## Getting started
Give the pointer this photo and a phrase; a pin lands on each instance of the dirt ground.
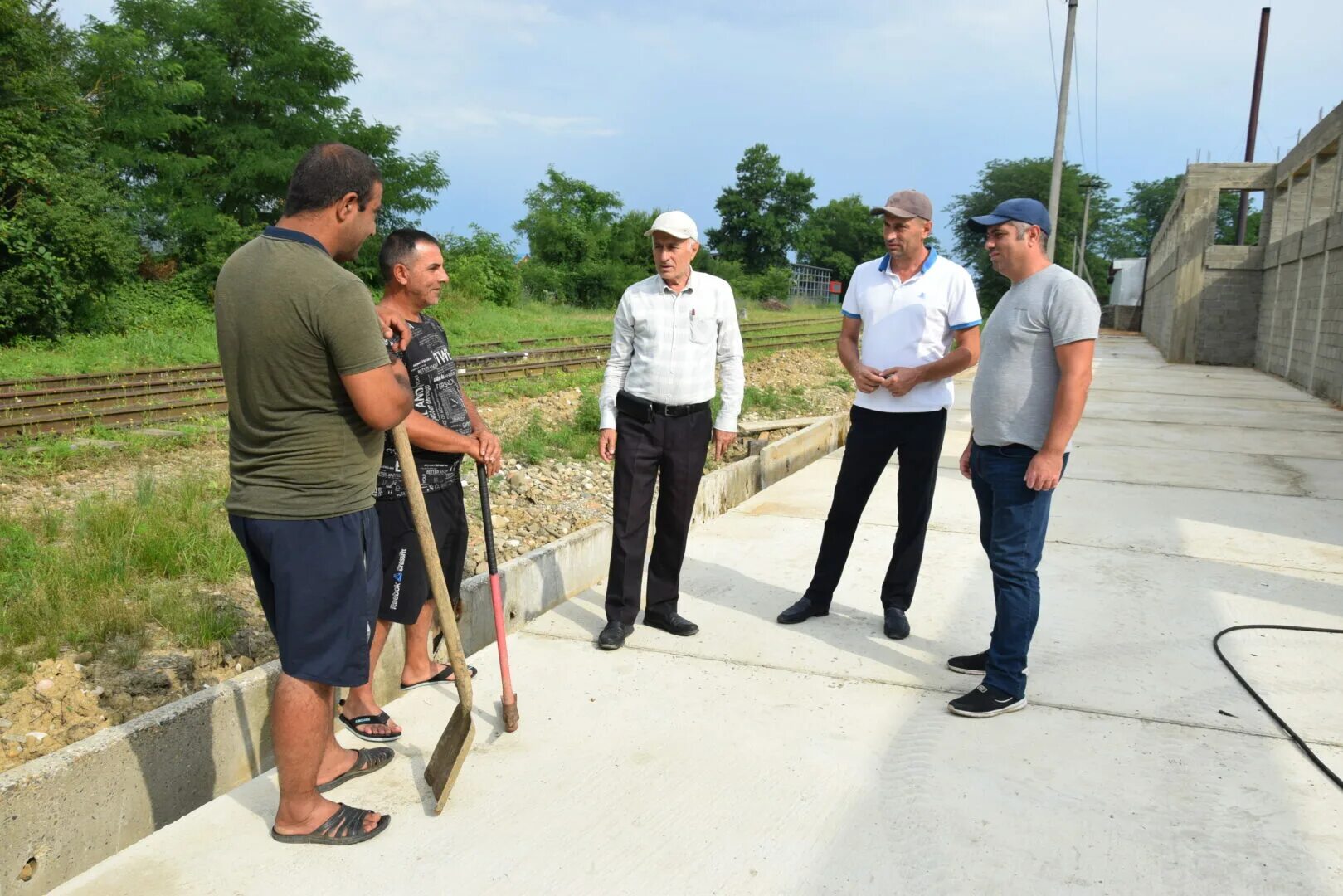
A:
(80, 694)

——

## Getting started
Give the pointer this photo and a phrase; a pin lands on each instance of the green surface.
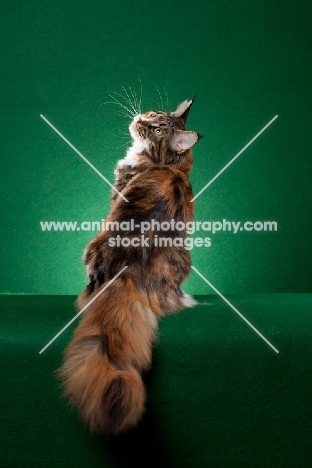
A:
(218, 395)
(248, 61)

——

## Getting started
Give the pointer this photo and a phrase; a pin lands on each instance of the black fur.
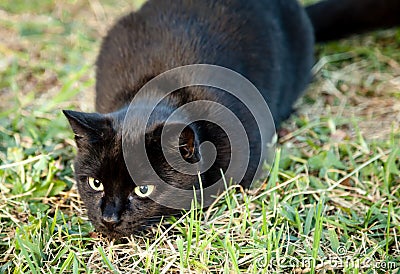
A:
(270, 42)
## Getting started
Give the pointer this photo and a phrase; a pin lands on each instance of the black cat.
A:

——

# PROBLEM
Find each line in the records that contains the word "black", and copy those lines.

# TASK RESPONSE
Give the pointer this photo and a phrase; a pin lands on each instance of the black fur.
Give the pointer this photo and a phrase; a pin lands on each instance of the black cat.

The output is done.